- **What to do**
Your task is to repeat the listing exactly.

--- begin Listed entries ---

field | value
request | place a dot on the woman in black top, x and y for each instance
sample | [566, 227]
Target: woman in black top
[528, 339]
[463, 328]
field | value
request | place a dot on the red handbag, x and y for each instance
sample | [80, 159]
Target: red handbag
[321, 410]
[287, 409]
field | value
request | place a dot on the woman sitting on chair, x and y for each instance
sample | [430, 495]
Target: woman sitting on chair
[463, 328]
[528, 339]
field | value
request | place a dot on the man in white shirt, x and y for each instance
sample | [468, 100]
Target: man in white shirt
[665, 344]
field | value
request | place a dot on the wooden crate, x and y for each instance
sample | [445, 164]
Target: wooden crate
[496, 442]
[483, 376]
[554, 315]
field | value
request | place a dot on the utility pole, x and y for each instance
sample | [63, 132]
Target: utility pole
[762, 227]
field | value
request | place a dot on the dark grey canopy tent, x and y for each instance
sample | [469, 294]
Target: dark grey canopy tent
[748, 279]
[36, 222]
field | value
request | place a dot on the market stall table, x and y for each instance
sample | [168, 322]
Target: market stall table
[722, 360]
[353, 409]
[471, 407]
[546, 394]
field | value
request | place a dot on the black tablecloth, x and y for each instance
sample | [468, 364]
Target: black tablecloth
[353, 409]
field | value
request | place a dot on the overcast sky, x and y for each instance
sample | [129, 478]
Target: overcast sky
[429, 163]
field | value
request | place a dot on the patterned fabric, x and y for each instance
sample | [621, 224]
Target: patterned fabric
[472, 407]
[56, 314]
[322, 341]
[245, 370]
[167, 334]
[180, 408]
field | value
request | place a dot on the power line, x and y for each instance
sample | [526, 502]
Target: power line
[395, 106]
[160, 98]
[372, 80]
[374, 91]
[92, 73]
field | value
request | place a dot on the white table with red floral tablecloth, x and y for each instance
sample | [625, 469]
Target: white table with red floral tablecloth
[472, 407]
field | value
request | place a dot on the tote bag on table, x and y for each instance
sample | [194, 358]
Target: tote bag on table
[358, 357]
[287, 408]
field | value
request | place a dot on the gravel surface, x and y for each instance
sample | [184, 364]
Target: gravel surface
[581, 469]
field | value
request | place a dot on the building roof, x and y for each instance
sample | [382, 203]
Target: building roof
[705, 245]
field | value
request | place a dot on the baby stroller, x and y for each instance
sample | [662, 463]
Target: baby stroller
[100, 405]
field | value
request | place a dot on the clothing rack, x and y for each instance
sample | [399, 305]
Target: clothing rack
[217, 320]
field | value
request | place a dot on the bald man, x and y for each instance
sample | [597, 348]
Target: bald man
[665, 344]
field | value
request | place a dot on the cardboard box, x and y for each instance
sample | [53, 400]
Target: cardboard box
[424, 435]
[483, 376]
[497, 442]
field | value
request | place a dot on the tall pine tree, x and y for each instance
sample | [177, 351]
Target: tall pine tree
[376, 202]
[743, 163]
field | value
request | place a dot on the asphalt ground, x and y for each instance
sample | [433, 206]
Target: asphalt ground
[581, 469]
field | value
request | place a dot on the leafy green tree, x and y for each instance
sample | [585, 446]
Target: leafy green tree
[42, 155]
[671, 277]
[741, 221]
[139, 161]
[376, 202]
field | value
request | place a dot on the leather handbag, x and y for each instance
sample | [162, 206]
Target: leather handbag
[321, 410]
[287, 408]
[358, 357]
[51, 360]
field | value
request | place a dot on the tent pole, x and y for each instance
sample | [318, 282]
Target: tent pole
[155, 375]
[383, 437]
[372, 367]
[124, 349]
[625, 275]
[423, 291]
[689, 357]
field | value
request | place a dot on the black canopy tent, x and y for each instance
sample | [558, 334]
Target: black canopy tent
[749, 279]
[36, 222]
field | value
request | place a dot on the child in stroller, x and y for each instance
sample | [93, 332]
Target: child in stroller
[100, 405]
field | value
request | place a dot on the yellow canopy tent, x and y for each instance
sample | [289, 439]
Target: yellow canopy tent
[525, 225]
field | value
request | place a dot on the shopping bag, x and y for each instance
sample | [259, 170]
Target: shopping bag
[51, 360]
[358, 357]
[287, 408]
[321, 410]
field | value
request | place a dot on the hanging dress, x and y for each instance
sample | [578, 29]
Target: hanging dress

--- end Listed entries ---

- **Task result**
field | value
request | place a dot on the woman in black top, x and y for each instance
sample | [566, 227]
Target: woman in black top
[528, 339]
[463, 328]
field | value
request | place a dot on the red handbag, x and y for each instance
sample | [80, 159]
Target: red handbag
[321, 410]
[287, 409]
field | value
request | place a dot on the woman sitting on chair, x and y for each instance
sample | [430, 495]
Target: woman sitting on chair
[463, 328]
[528, 339]
field | value
request | place a dot on the man in white shirt, x and y for each instance
sample | [468, 100]
Target: man in white shirt
[665, 344]
field | value
request | place a dot on the wooden crate, x and y for each instance
sample | [445, 164]
Target: wooden crate
[496, 442]
[483, 376]
[554, 315]
field | value
request | place a dot on the utility pole, x and y for each instance
sample | [63, 132]
Target: utility pole
[762, 227]
field | value
request | place a dot on the dark grey canopy tent, x and y for each instance
sample | [469, 294]
Target: dark grey canopy tent
[748, 279]
[36, 222]
field | value
request | place a dot on the market stall table, x and y for each instance
sample | [168, 322]
Target: market stall table
[722, 360]
[353, 409]
[471, 407]
[546, 394]
field | value
request | place a dot on the black tablecloth, x and y for each instance
sample | [468, 364]
Target: black tablecloth
[353, 409]
field | value
request | place a dot on the overcast sky, x and y for each instance
sample | [129, 478]
Target: overcast sky
[429, 163]
field | value
request | place a dot on the patterned fabric, x and y for each instance
sample | [621, 224]
Target: patterned fabric
[472, 407]
[56, 314]
[322, 341]
[245, 370]
[167, 334]
[180, 408]
field | value
request | place a dot on the power line, x and y for each instance
sample | [526, 502]
Target: power line
[395, 106]
[160, 98]
[372, 80]
[374, 91]
[92, 73]
field | value
request | place a dot on the white table with red floral tablecloth, x and y for each instance
sample | [625, 469]
Target: white table with red floral tablecloth
[472, 407]
field | value
request | place a dot on the tote bag on table, x and y for each instance
sample | [194, 358]
Target: tote bag on table
[358, 357]
[287, 408]
field | value
request | place a dot on the gravel surface, x and y for each instance
sample | [184, 364]
Target: gravel surface
[581, 469]
field | value
request | place a dot on the building roof, x and y for each instance
sample | [382, 203]
Target: building roof
[705, 245]
field | value
request | place a dot on the baby stroller, x and y for each instance
sample | [662, 463]
Target: baby stroller
[100, 405]
field | value
request | place a dot on the clothing rack, x and y for each instance
sample | [399, 305]
Target: clothing rack
[217, 320]
field | value
request | place a dot on the bald man, x and y for each instance
sample | [597, 348]
Target: bald man
[665, 344]
field | value
request | place a dot on the cardboard box, x and y for each instance
sample | [53, 400]
Target: cardboard box
[424, 435]
[483, 376]
[497, 442]
field | value
request | place a dot on the tall pine tree, x and y for each instance
sample | [177, 351]
Target: tall pine tree
[376, 202]
[743, 163]
field | value
request | place a dot on the asphalt ground, x and y for each instance
sample | [433, 206]
Target: asphalt ground
[581, 469]
field | value
request | place a dot on the leafy green tree, x and y for each instance
sample | [585, 446]
Target: leafy green tree
[42, 155]
[671, 277]
[741, 221]
[139, 161]
[376, 202]
field | value
request | place a dot on the leather handbag, x and y for each instance
sample | [162, 206]
Target: leather handbag
[321, 410]
[287, 408]
[358, 357]
[51, 360]
field | value
request | place a dot on the tent pole, x and y for each instance
sample | [318, 282]
Target: tent pole
[155, 375]
[383, 437]
[372, 367]
[124, 349]
[625, 275]
[423, 291]
[689, 357]
field | value
request | place a dot on the black canopy tent, x and y for each instance
sample | [558, 334]
Target: black canopy tent
[749, 279]
[36, 222]
field | value
request | place a dot on the child in stroller, x and y for each instance
sample | [93, 332]
Target: child in stroller
[100, 405]
field | value
request | place a dot on the yellow canopy tent, x and y for each instance
sample | [289, 439]
Target: yellow canopy tent
[525, 225]
field | value
request | place a dot on the shopping bag, x and y for each instance
sample | [259, 170]
Target: shopping bag
[51, 360]
[358, 357]
[287, 408]
[321, 410]
field | value
request | place a dot on the hanging dress, x and y for each instance
sample | [578, 29]
Target: hanging dress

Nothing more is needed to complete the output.